(Records from a data source)
━━━━━━━━━━

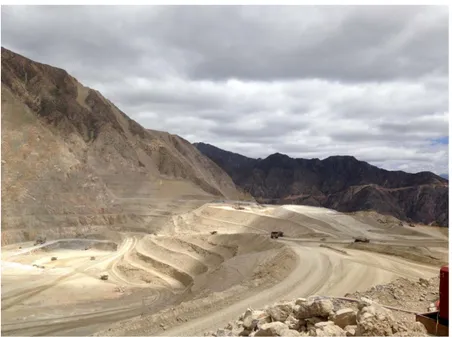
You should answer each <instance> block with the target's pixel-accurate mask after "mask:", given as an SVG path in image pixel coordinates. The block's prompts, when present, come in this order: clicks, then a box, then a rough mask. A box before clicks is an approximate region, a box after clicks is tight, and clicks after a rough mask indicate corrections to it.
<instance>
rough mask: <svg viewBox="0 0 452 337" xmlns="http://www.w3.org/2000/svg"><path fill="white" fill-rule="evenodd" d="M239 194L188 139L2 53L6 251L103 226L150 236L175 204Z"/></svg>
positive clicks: (226, 197) (56, 76) (2, 157)
mask: <svg viewBox="0 0 452 337" xmlns="http://www.w3.org/2000/svg"><path fill="white" fill-rule="evenodd" d="M241 196H242V193H240V192H238V190H237V189H236V187H235V185H234V183H233V181H232V180H231V178H230V177H229V176H228V175H227V174H226V173H225V172H224V171H223V170H222V169H221V168H219V167H218V166H217V165H216V164H215V163H213V162H212V161H211V160H209V159H208V158H206V157H205V156H203V155H202V154H201V153H200V152H199V151H198V150H197V149H196V148H195V147H194V146H193V145H191V144H190V143H189V142H187V141H186V140H184V139H182V138H180V137H178V136H175V135H170V134H168V133H166V132H159V131H152V130H146V129H144V128H143V127H142V126H141V125H139V124H138V123H136V122H135V121H133V120H132V119H130V118H129V117H127V115H126V114H124V113H123V112H122V111H120V110H119V109H118V108H117V107H116V106H115V105H114V104H113V103H112V102H110V101H109V100H108V99H106V98H105V97H103V96H102V95H101V94H100V93H99V92H97V91H96V90H92V89H90V88H87V87H84V86H83V85H82V84H80V83H79V82H78V81H77V80H76V79H75V78H74V77H72V76H70V75H69V74H68V73H67V72H66V71H64V70H62V69H58V68H54V67H51V66H49V65H45V64H41V63H37V62H34V61H32V60H29V59H27V58H25V57H22V56H21V55H18V54H16V53H14V52H11V51H9V50H7V49H5V48H2V243H4V244H5V243H9V242H15V241H21V240H34V238H35V237H36V236H37V235H38V234H39V233H42V234H48V235H50V237H61V236H70V235H82V234H83V233H88V232H92V231H93V230H95V229H96V228H98V227H99V226H100V227H112V226H113V225H114V226H118V225H121V226H126V225H127V226H129V227H130V226H132V227H131V228H134V229H136V228H139V229H140V230H143V229H145V230H146V231H150V230H152V228H151V227H150V224H155V223H156V222H157V220H159V219H160V220H161V221H160V220H159V221H160V222H159V223H160V224H161V223H163V222H164V221H163V220H164V219H166V218H165V216H167V215H169V214H170V212H169V211H168V209H170V208H171V207H169V206H171V205H172V206H174V202H178V200H179V199H181V198H182V199H183V200H189V199H209V198H210V199H212V198H223V197H225V198H231V199H233V198H240V197H241ZM170 199H171V200H175V201H174V202H173V204H171V202H170V201H167V202H166V201H165V200H170ZM164 202H166V204H165V205H166V206H165V205H164V204H163V203H164ZM186 203H189V202H188V201H187V202H186ZM168 205H169V206H168ZM184 205H185V204H184V203H182V202H178V206H179V208H180V211H183V206H184ZM167 206H168V207H167ZM187 207H188V208H190V207H194V204H193V205H188V206H187ZM173 208H174V207H173ZM162 219H163V220H162ZM129 229H130V228H129Z"/></svg>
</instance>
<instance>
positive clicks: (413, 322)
mask: <svg viewBox="0 0 452 337" xmlns="http://www.w3.org/2000/svg"><path fill="white" fill-rule="evenodd" d="M209 335H210V336H216V337H222V336H289V337H296V336H319V337H320V336H426V335H427V333H426V330H425V327H424V326H423V325H422V324H420V323H418V322H413V323H412V324H405V323H400V322H397V321H396V320H395V319H394V316H393V314H392V312H391V311H390V310H388V309H386V308H384V307H383V306H381V305H380V304H378V303H376V302H373V301H372V300H370V299H368V298H361V300H360V302H359V304H358V306H357V308H341V307H338V306H337V305H335V303H333V301H331V300H330V299H327V298H322V297H310V298H308V299H305V298H299V299H297V300H295V301H289V302H281V303H275V304H273V305H272V306H266V307H265V308H264V309H262V310H253V309H247V310H246V311H245V312H244V313H243V314H242V315H241V316H240V317H239V319H238V320H237V321H235V322H233V323H229V324H228V325H227V326H226V327H224V328H223V329H218V330H217V331H216V332H214V333H212V332H211V333H207V334H206V336H209Z"/></svg>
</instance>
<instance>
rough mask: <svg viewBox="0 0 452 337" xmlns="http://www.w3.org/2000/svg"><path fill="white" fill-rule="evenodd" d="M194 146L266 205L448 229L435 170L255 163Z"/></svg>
mask: <svg viewBox="0 0 452 337" xmlns="http://www.w3.org/2000/svg"><path fill="white" fill-rule="evenodd" d="M194 145H195V146H196V147H197V148H198V150H200V151H201V152H202V153H204V154H205V155H206V156H208V157H209V158H210V159H212V160H213V161H214V162H215V163H217V164H218V165H219V166H220V167H222V168H223V169H224V170H225V171H226V172H227V173H228V174H229V175H230V176H231V178H232V179H233V181H234V182H235V183H236V184H237V185H238V186H241V187H242V188H244V190H245V191H247V192H249V193H250V194H251V195H252V196H253V197H255V198H256V200H259V201H261V202H266V203H277V204H287V203H293V204H302V205H311V206H323V207H327V208H332V209H336V210H338V211H341V212H354V211H362V210H374V211H377V212H378V213H381V214H386V215H392V216H395V217H396V218H398V219H401V220H404V221H411V222H419V223H424V224H431V225H439V226H444V227H448V225H449V223H448V216H449V214H448V209H449V203H448V197H449V196H448V180H446V179H444V178H442V177H439V176H437V175H435V174H433V173H431V172H420V173H416V174H410V173H406V172H402V171H387V170H383V169H380V168H378V167H375V166H372V165H370V164H368V163H366V162H363V161H359V160H357V159H356V158H354V157H350V156H333V157H329V158H326V159H324V160H319V159H293V158H290V157H288V156H286V155H284V154H280V153H275V154H272V155H270V156H268V157H267V158H265V159H252V158H247V157H244V156H242V155H239V154H236V153H232V152H228V151H224V150H222V149H219V148H217V147H215V146H212V145H209V144H204V143H196V144H194Z"/></svg>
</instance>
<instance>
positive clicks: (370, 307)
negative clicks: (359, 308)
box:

━━━━━━━━━━

* WORK TO BE COMPLETED
Would you return all of the entries unchanged while omitting the images?

* FINAL ANSWER
You should answer each <instance> block with the target's pixel-accurate mask after "mask:", given as an SVG path in image pixel coordinates. The block's prompts, when present, come in this order: clicks, then a box, then a rough mask. A box before clicks is an approximate region, a box after clicks is tight, and clicks after a rough mask indicate corrections to it.
<instance>
rough mask: <svg viewBox="0 0 452 337" xmlns="http://www.w3.org/2000/svg"><path fill="white" fill-rule="evenodd" d="M239 194L188 139L2 53L6 251L103 226L150 236L175 204Z"/></svg>
positive clicks: (226, 197) (56, 76) (2, 157)
mask: <svg viewBox="0 0 452 337" xmlns="http://www.w3.org/2000/svg"><path fill="white" fill-rule="evenodd" d="M241 196H242V193H240V192H238V190H237V189H236V187H235V185H234V183H233V181H232V180H231V178H230V177H229V176H228V175H227V174H226V173H225V172H224V171H223V170H222V169H221V168H219V167H218V166H217V165H216V164H215V163H213V162H212V161H211V160H209V159H208V158H206V157H205V156H203V155H202V154H201V153H200V152H199V151H198V150H197V149H196V148H195V147H194V146H193V145H191V144H190V143H189V142H187V141H186V140H184V139H182V138H180V137H178V136H175V135H170V134H168V133H166V132H159V131H152V130H146V129H144V128H143V127H142V126H141V125H139V124H138V123H136V122H135V121H133V120H132V119H130V118H129V117H127V115H126V114H124V113H123V112H122V111H120V110H119V109H118V108H117V107H116V106H115V105H114V104H113V103H112V102H110V101H109V100H108V99H106V98H105V97H103V96H102V95H101V94H100V93H99V92H97V91H96V90H92V89H90V88H87V87H84V86H83V85H82V84H80V83H79V82H78V81H77V80H76V79H75V78H74V77H72V76H70V75H69V74H68V73H67V72H66V71H64V70H62V69H58V68H54V67H51V66H49V65H45V64H41V63H37V62H34V61H32V60H29V59H27V58H25V57H22V56H21V55H18V54H16V53H14V52H11V51H9V50H7V49H5V48H2V243H4V244H5V243H9V242H15V241H21V240H34V238H35V237H36V236H37V235H38V234H39V233H42V234H48V235H50V237H61V236H70V235H82V234H83V233H88V232H92V231H93V230H95V229H96V228H98V227H99V226H100V227H112V226H113V225H114V226H118V225H121V226H126V225H127V226H129V227H130V226H132V227H131V228H134V229H136V228H139V229H140V230H143V229H145V230H146V231H150V230H152V228H151V227H150V224H155V223H156V222H157V220H159V219H160V220H161V221H160V220H159V221H160V222H159V223H160V224H161V223H163V222H164V221H163V220H164V219H166V218H165V216H167V215H169V214H170V212H169V211H168V209H170V208H171V207H169V206H171V205H172V206H174V202H178V200H179V199H181V198H182V199H183V200H189V199H209V198H210V199H212V198H223V197H225V198H231V199H233V198H240V197H241ZM170 199H171V200H175V201H174V202H173V204H171V202H170V201H167V202H166V201H165V200H170ZM164 202H166V204H165V205H166V206H165V205H164V204H163V203H164ZM186 203H189V202H188V201H187V202H186ZM168 205H169V206H168ZM184 205H185V204H184V203H182V202H178V206H179V208H180V211H183V206H184ZM167 206H168V207H167ZM187 207H188V208H190V207H194V204H193V205H188V206H187ZM173 208H174V207H173ZM162 219H163V220H162ZM129 229H130V228H129Z"/></svg>
</instance>
<instance>
positive clicks: (413, 322)
mask: <svg viewBox="0 0 452 337" xmlns="http://www.w3.org/2000/svg"><path fill="white" fill-rule="evenodd" d="M209 335H210V336H216V337H222V336H289V337H296V336H319V337H320V336H426V335H427V333H426V330H425V327H424V326H423V325H422V324H420V323H418V322H413V323H412V324H405V323H400V322H397V321H396V320H395V319H394V316H393V314H392V312H391V311H390V310H388V309H386V308H384V307H383V306H381V305H380V304H378V303H376V302H373V301H372V300H370V299H368V298H361V300H360V302H359V304H358V306H357V308H341V307H338V306H337V305H335V303H333V301H331V300H330V299H327V298H322V297H310V298H308V299H305V298H299V299H297V300H295V301H289V302H281V303H275V304H273V305H272V306H266V307H265V308H264V309H262V310H253V309H247V310H246V311H245V312H244V313H243V314H242V315H241V316H240V317H239V319H238V320H237V321H235V322H233V323H229V324H228V325H227V326H226V327H224V328H223V329H218V330H217V331H216V332H214V333H212V332H211V333H207V334H206V336H209Z"/></svg>
</instance>
<instance>
rough mask: <svg viewBox="0 0 452 337" xmlns="http://www.w3.org/2000/svg"><path fill="white" fill-rule="evenodd" d="M194 146L266 205L448 229L435 170L255 163Z"/></svg>
mask: <svg viewBox="0 0 452 337" xmlns="http://www.w3.org/2000/svg"><path fill="white" fill-rule="evenodd" d="M194 145H195V146H196V147H197V148H198V150H200V151H201V152H202V153H204V154H205V155H206V156H208V157H209V158H210V159H212V160H213V161H214V162H215V163H217V164H218V165H219V166H220V167H222V168H223V169H224V170H225V171H226V172H227V173H228V174H229V175H230V176H231V178H232V179H233V181H234V182H235V183H236V184H237V185H238V186H241V187H242V188H244V190H245V191H247V192H249V193H250V194H251V195H252V196H253V197H255V198H256V200H259V201H261V202H266V203H277V204H287V203H293V204H302V205H311V206H323V207H327V208H332V209H336V210H338V211H341V212H354V211H362V210H374V211H377V212H378V213H381V214H386V215H392V216H395V217H396V218H398V219H401V220H404V221H411V222H419V223H424V224H431V225H439V226H444V227H448V225H449V223H448V216H449V214H448V209H449V203H448V197H449V196H448V180H446V179H444V178H442V177H439V176H437V175H435V174H433V173H431V172H420V173H416V174H410V173H406V172H402V171H387V170H383V169H380V168H378V167H375V166H372V165H370V164H368V163H366V162H363V161H359V160H357V159H356V158H354V157H350V156H333V157H329V158H326V159H324V160H319V159H293V158H290V157H288V156H286V155H284V154H280V153H275V154H272V155H270V156H268V157H267V158H265V159H252V158H247V157H244V156H242V155H239V154H236V153H232V152H228V151H224V150H222V149H219V148H217V147H215V146H212V145H209V144H204V143H196V144H194Z"/></svg>
</instance>
<instance>
positive clicks: (370, 307)
negative clicks: (359, 308)
box:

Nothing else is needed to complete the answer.